After a 10-week virtual workshop, participants in the the fourth annual Write It Out! playwriting program for people living with HIV debuted new works at a December 2 event at the LGBT Community Center in New York in honor of World AIDS Day, marked annually each December 1.

Write It Out! (WIO!), in partnership with the National Queer Theater, announced Matty Mahoski as the 2023 recipient of the WIO! Prize for playwrights living with HIV. WIO! founder Donja R. Love selected Mahoski’s work UN(IN)SURE from four finalists.

This World AIDS Day, NQT and donja r. love are proud to announce the winner of the Write It Out! Prize: Matty Mahoski! ...

Posted by National Queer Theater on Friday, December 1, 2023

For the event at the LGBT Comunity Center, actors directed by Dane Figueroa Edidi performed seven short plays created by the WIO! virtual workshop participants, giving the writers a chance to hear their words onstage and in front of an audience.

“The first in-person sharing for Write It Out! exceeded my wildest imagination,” Love told POZ. “The level of love and joy that manifested was so palpable. It bounced off each body in the space creating something so magical.”

* [Aim 1]
Retype the entire article about the Write It Out! playwriting program word for word.
The article and the records are unrelated.

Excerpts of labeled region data
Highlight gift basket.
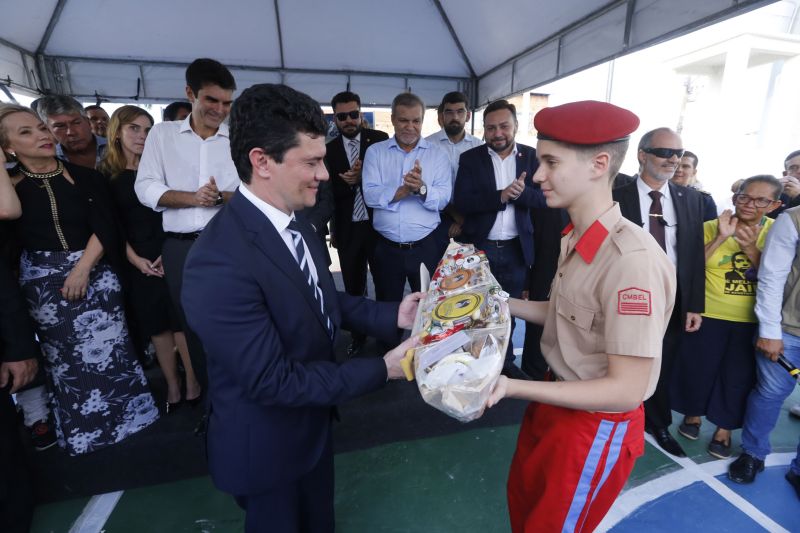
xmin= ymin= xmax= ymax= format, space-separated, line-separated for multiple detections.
xmin=404 ymin=241 xmax=511 ymax=422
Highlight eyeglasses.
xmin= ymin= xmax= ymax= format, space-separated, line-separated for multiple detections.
xmin=642 ymin=148 xmax=684 ymax=159
xmin=336 ymin=110 xmax=361 ymax=122
xmin=733 ymin=194 xmax=775 ymax=207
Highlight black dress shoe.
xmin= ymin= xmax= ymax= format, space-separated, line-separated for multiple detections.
xmin=500 ymin=363 xmax=531 ymax=381
xmin=648 ymin=428 xmax=686 ymax=457
xmin=728 ymin=453 xmax=764 ymax=483
xmin=786 ymin=470 xmax=800 ymax=498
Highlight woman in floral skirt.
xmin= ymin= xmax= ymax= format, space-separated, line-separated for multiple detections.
xmin=0 ymin=105 xmax=158 ymax=455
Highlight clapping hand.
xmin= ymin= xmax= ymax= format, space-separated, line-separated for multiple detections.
xmin=717 ymin=209 xmax=739 ymax=239
xmin=500 ymin=172 xmax=528 ymax=204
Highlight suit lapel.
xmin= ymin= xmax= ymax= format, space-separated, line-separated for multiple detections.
xmin=230 ymin=191 xmax=327 ymax=329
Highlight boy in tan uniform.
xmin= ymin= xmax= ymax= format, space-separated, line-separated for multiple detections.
xmin=488 ymin=101 xmax=676 ymax=533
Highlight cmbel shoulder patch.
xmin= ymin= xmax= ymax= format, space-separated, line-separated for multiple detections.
xmin=617 ymin=287 xmax=652 ymax=315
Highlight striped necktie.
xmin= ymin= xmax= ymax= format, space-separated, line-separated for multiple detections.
xmin=348 ymin=139 xmax=369 ymax=222
xmin=288 ymin=219 xmax=333 ymax=339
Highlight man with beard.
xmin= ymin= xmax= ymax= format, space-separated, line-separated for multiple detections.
xmin=325 ymin=91 xmax=389 ymax=356
xmin=134 ymin=59 xmax=239 ymax=392
xmin=36 ymin=95 xmax=106 ymax=168
xmin=614 ymin=128 xmax=705 ymax=457
xmin=363 ymin=93 xmax=453 ymax=301
xmin=453 ymin=100 xmax=546 ymax=378
xmin=425 ymin=91 xmax=483 ymax=246
xmin=85 ymin=105 xmax=110 ymax=137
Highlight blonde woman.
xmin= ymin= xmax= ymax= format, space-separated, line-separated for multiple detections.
xmin=0 ymin=105 xmax=158 ymax=455
xmin=98 ymin=105 xmax=202 ymax=413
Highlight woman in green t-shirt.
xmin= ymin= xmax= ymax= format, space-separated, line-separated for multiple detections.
xmin=672 ymin=175 xmax=782 ymax=459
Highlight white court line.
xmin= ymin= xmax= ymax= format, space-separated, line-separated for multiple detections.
xmin=597 ymin=435 xmax=795 ymax=533
xmin=69 ymin=490 xmax=124 ymax=533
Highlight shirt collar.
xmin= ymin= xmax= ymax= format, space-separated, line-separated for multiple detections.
xmin=239 ymin=183 xmax=294 ymax=233
xmin=561 ymin=202 xmax=622 ymax=265
xmin=636 ymin=176 xmax=671 ymax=198
xmin=178 ymin=113 xmax=230 ymax=139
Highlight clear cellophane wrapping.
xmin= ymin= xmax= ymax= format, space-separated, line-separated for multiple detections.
xmin=412 ymin=241 xmax=511 ymax=422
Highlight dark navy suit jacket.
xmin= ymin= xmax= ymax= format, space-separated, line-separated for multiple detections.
xmin=182 ymin=191 xmax=398 ymax=495
xmin=453 ymin=143 xmax=547 ymax=266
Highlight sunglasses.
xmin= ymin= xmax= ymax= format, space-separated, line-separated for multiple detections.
xmin=642 ymin=148 xmax=684 ymax=159
xmin=733 ymin=193 xmax=775 ymax=207
xmin=336 ymin=111 xmax=361 ymax=122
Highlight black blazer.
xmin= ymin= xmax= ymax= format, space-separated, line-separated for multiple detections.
xmin=613 ymin=181 xmax=706 ymax=317
xmin=325 ymin=128 xmax=389 ymax=242
xmin=453 ymin=143 xmax=547 ymax=266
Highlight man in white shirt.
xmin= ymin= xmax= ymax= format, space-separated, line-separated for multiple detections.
xmin=135 ymin=59 xmax=239 ymax=390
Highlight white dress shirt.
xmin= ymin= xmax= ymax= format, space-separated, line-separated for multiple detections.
xmin=487 ymin=143 xmax=519 ymax=241
xmin=239 ymin=183 xmax=319 ymax=285
xmin=425 ymin=128 xmax=483 ymax=184
xmin=134 ymin=115 xmax=239 ymax=233
xmin=756 ymin=213 xmax=800 ymax=339
xmin=636 ymin=176 xmax=678 ymax=265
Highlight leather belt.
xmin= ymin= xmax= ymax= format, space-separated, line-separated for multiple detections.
xmin=164 ymin=231 xmax=200 ymax=241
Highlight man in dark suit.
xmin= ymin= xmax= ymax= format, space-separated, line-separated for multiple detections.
xmin=453 ymin=100 xmax=547 ymax=378
xmin=614 ymin=128 xmax=705 ymax=457
xmin=325 ymin=91 xmax=389 ymax=356
xmin=0 ymin=242 xmax=38 ymax=533
xmin=182 ymin=84 xmax=421 ymax=533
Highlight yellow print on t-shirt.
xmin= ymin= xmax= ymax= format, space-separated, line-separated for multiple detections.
xmin=720 ymin=252 xmax=756 ymax=296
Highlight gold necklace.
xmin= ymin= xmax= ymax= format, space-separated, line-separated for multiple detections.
xmin=19 ymin=159 xmax=64 ymax=180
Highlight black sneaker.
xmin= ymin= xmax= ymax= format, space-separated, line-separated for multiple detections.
xmin=30 ymin=420 xmax=58 ymax=452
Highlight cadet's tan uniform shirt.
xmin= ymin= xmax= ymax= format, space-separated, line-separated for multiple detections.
xmin=542 ymin=203 xmax=676 ymax=399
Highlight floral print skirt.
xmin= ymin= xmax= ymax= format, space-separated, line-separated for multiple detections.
xmin=20 ymin=250 xmax=158 ymax=455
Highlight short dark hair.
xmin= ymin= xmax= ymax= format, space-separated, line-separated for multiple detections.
xmin=437 ymin=91 xmax=469 ymax=113
xmin=737 ymin=174 xmax=783 ymax=200
xmin=683 ymin=150 xmax=700 ymax=170
xmin=783 ymin=150 xmax=800 ymax=169
xmin=331 ymin=91 xmax=361 ymax=108
xmin=392 ymin=92 xmax=425 ymax=115
xmin=230 ymin=83 xmax=328 ymax=183
xmin=161 ymin=101 xmax=192 ymax=122
xmin=186 ymin=57 xmax=236 ymax=95
xmin=483 ymin=100 xmax=517 ymax=121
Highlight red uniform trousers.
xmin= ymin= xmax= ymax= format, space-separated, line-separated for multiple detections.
xmin=508 ymin=402 xmax=644 ymax=533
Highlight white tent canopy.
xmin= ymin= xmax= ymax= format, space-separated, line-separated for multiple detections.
xmin=0 ymin=0 xmax=774 ymax=107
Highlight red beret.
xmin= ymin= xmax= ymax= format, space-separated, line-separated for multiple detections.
xmin=533 ymin=100 xmax=639 ymax=145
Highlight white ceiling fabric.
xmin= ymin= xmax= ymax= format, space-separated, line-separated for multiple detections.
xmin=0 ymin=0 xmax=774 ymax=107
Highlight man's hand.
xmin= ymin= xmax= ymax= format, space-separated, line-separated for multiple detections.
xmin=686 ymin=313 xmax=703 ymax=333
xmin=781 ymin=176 xmax=800 ymax=199
xmin=339 ymin=159 xmax=361 ymax=186
xmin=194 ymin=176 xmax=219 ymax=207
xmin=397 ymin=292 xmax=425 ymax=329
xmin=403 ymin=159 xmax=422 ymax=193
xmin=486 ymin=376 xmax=508 ymax=407
xmin=383 ymin=335 xmax=420 ymax=379
xmin=733 ymin=224 xmax=761 ymax=251
xmin=500 ymin=172 xmax=528 ymax=204
xmin=447 ymin=222 xmax=461 ymax=239
xmin=61 ymin=265 xmax=89 ymax=302
xmin=0 ymin=359 xmax=39 ymax=394
xmin=717 ymin=209 xmax=739 ymax=240
xmin=756 ymin=337 xmax=783 ymax=361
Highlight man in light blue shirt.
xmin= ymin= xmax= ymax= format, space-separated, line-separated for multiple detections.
xmin=728 ymin=207 xmax=800 ymax=498
xmin=362 ymin=93 xmax=453 ymax=301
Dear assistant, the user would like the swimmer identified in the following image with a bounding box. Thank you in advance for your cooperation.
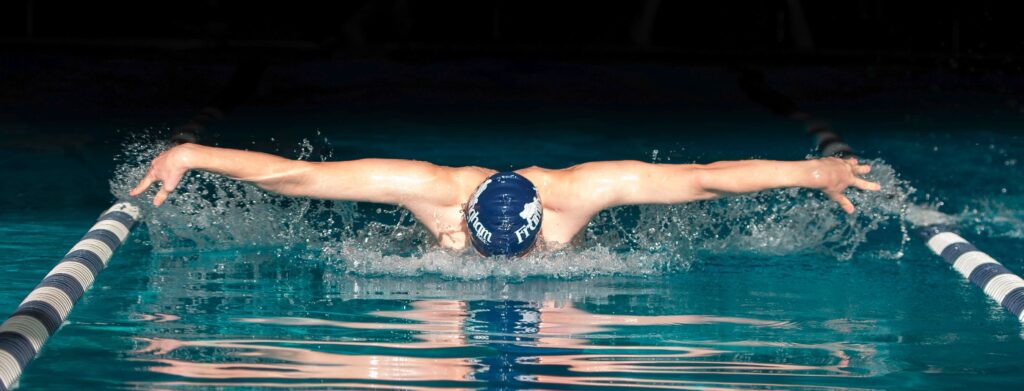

* [Aim 2]
Echo the records from the line with "Highlight woman in green t-shirt." to the line with "xmin=69 ymin=490 xmax=124 ymax=533", including both of those lines.

* [Exercise output 1]
After a 10-week virtual workshop, participants in the the fourth annual Write It Out! playwriting program for people living with HIV debuted new works at a December 2 event at the LGBT Community Center in New York in honor of World AIDS Day, marked annually each December 1.

Write It Out! (WIO!), in partnership with the National Queer Theater, announced Matty Mahoski as the 2023 recipient of the WIO! Prize for playwrights living with HIV. WIO! founder Donja R. Love selected Mahoski’s work UN(IN)SURE from four finalists.

This World AIDS Day, NQT and donja r. love are proud to announce the winner of the Write It Out! Prize: Matty Mahoski! ...

Posted by National Queer Theater on Friday, December 1, 2023

For the event at the LGBT Comunity Center, actors directed by Dane Figueroa Edidi performed seven short plays created by the WIO! virtual workshop participants, giving the writers a chance to hear their words onstage and in front of an audience.

“The first in-person sharing for Write It Out! exceeded my wildest imagination,” Love told POZ. “The level of love and joy that manifested was so palpable. It bounced off each body in the space creating something so magical.”

* [Exercise output 2]
Highlight woman in green t-shirt.
xmin= ymin= xmax= ymax= format, space-separated, line-separated for multiple detections.
xmin=672 ymin=175 xmax=782 ymax=459
Highlight white court line.
xmin= ymin= xmax= ymax= format, space-separated, line-separated for multiple detections.
xmin=597 ymin=435 xmax=795 ymax=533
xmin=69 ymin=490 xmax=124 ymax=533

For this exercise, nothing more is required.